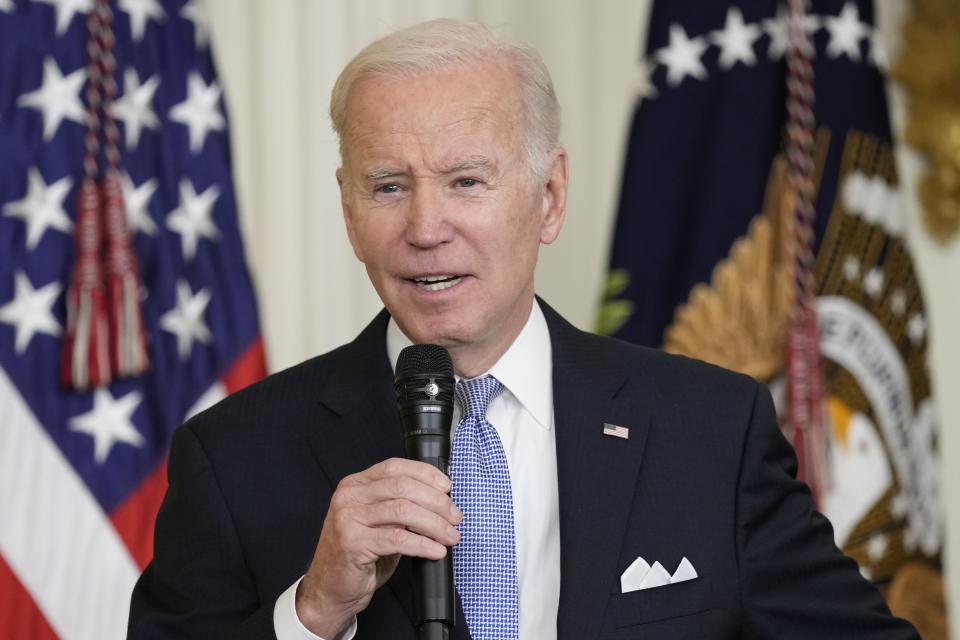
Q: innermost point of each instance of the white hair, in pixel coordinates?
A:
(433, 45)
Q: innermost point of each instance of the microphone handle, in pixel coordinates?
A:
(434, 630)
(433, 591)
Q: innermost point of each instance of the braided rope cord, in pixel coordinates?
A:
(805, 387)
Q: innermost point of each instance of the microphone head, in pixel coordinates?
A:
(424, 376)
(424, 358)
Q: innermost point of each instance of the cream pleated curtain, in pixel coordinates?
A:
(278, 60)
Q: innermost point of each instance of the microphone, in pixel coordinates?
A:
(424, 385)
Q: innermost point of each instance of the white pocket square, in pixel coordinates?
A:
(641, 575)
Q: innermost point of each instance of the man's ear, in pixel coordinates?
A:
(348, 212)
(554, 196)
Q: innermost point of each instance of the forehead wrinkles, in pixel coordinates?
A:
(432, 107)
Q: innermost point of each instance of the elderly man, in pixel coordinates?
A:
(641, 495)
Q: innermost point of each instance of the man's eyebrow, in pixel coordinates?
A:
(379, 174)
(475, 163)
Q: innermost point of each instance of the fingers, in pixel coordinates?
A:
(397, 506)
(397, 467)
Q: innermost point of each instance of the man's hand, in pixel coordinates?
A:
(397, 507)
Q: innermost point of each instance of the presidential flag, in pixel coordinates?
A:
(82, 467)
(704, 257)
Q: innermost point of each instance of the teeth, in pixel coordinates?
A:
(437, 283)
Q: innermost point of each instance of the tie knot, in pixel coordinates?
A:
(475, 395)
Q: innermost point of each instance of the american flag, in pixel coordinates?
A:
(82, 473)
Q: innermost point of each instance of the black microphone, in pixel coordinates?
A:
(424, 385)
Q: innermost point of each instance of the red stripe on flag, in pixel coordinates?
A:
(248, 368)
(19, 615)
(134, 519)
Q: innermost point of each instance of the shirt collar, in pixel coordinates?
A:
(526, 369)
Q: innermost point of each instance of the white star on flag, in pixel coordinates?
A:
(57, 98)
(42, 207)
(878, 51)
(137, 201)
(643, 79)
(682, 56)
(185, 320)
(140, 11)
(778, 31)
(873, 282)
(66, 10)
(876, 547)
(736, 40)
(192, 219)
(846, 31)
(851, 268)
(30, 311)
(133, 107)
(916, 328)
(898, 302)
(109, 422)
(201, 30)
(199, 112)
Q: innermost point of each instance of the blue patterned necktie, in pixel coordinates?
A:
(485, 560)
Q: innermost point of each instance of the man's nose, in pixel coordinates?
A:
(427, 221)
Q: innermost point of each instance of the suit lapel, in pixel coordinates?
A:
(597, 473)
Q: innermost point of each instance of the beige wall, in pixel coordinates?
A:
(278, 60)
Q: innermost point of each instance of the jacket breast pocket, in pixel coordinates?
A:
(661, 603)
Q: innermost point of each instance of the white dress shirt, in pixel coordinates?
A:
(523, 418)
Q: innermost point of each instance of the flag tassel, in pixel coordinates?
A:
(128, 345)
(86, 361)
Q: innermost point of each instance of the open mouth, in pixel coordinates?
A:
(437, 283)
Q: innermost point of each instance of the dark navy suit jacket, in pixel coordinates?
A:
(705, 474)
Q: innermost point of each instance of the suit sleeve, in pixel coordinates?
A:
(795, 582)
(197, 585)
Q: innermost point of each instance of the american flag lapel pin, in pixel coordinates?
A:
(616, 431)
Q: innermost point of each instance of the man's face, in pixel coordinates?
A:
(442, 209)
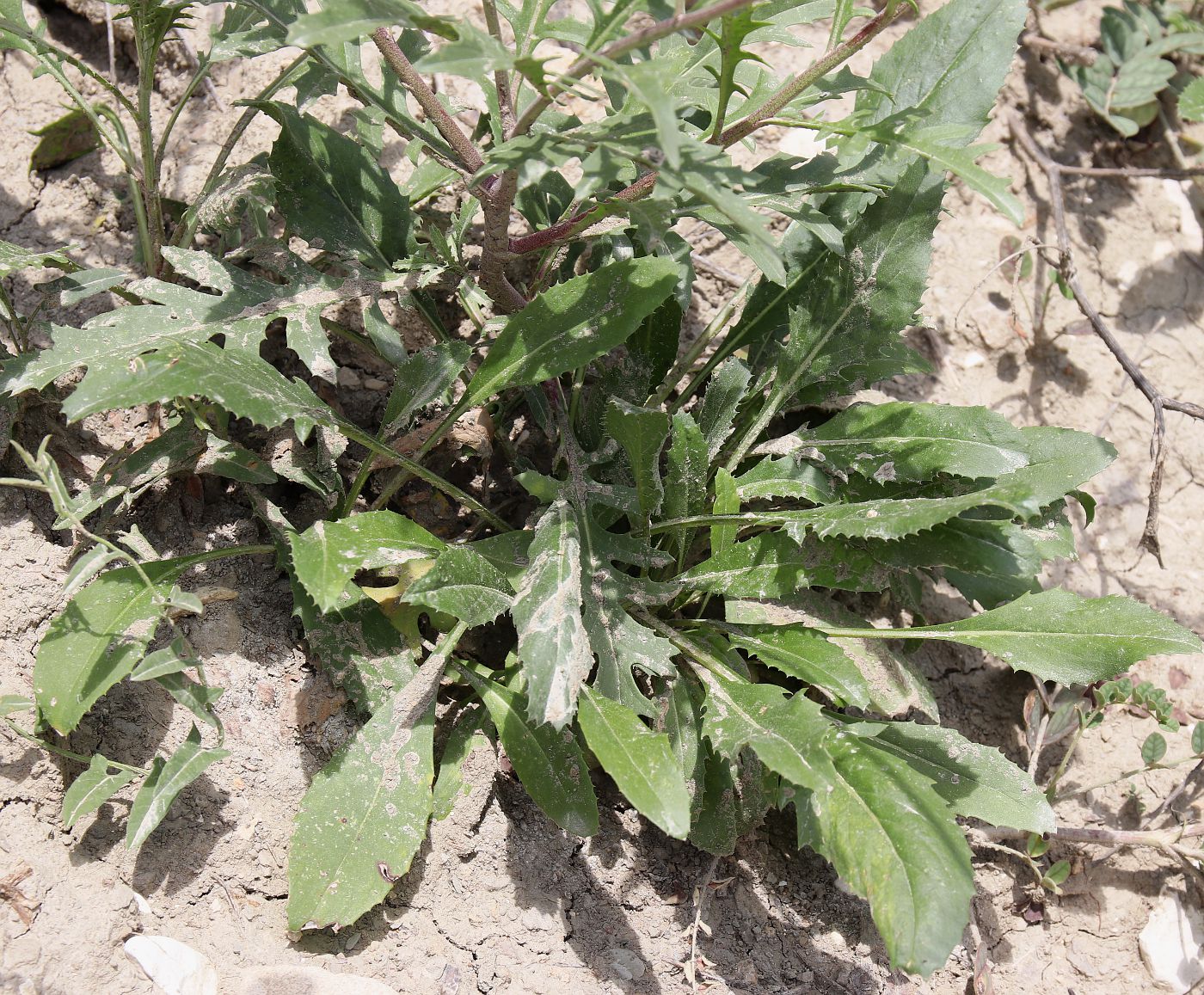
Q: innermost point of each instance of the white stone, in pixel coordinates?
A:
(175, 967)
(1170, 946)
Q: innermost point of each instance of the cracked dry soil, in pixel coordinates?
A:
(500, 900)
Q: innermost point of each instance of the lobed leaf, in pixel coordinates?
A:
(547, 760)
(640, 760)
(894, 841)
(554, 645)
(86, 649)
(572, 323)
(975, 781)
(364, 817)
(166, 779)
(464, 585)
(92, 789)
(329, 555)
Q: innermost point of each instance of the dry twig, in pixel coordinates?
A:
(1065, 265)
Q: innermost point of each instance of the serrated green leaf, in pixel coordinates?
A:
(1061, 636)
(465, 736)
(975, 781)
(725, 391)
(806, 655)
(12, 703)
(86, 649)
(786, 477)
(1191, 101)
(339, 21)
(686, 469)
(329, 555)
(572, 323)
(166, 779)
(554, 645)
(773, 565)
(333, 193)
(547, 760)
(896, 687)
(364, 817)
(784, 731)
(894, 841)
(423, 378)
(906, 441)
(359, 648)
(92, 789)
(465, 585)
(642, 432)
(162, 349)
(930, 76)
(640, 760)
(14, 258)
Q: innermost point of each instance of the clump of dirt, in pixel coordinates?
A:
(500, 900)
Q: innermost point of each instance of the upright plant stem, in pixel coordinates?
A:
(466, 152)
(150, 173)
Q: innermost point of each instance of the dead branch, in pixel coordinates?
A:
(1065, 264)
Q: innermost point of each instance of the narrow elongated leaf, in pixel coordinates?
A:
(905, 441)
(360, 649)
(424, 378)
(1061, 636)
(685, 480)
(807, 655)
(12, 703)
(88, 567)
(465, 736)
(725, 391)
(333, 192)
(163, 349)
(92, 789)
(773, 565)
(554, 645)
(548, 760)
(785, 733)
(640, 760)
(364, 817)
(896, 685)
(329, 555)
(574, 322)
(166, 779)
(86, 649)
(464, 585)
(894, 841)
(975, 781)
(642, 432)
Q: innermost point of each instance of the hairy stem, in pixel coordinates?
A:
(816, 70)
(636, 40)
(467, 153)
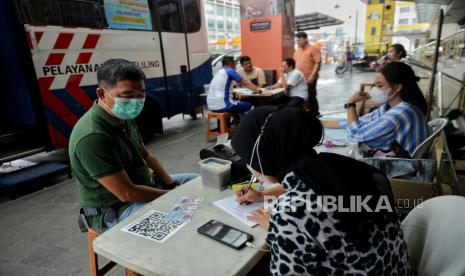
....
Exercise requirements: What lines above hold the word "suit"? List them all.

Task solution:
Q: innermost point of each instance of the suit lapel, in pixel coordinates?
Q: innermost point of each instance of the dark navy suit jacket, in pixel coordinates?
Q: innermost point of each instance of the suit sleeve, in pixel coordinates?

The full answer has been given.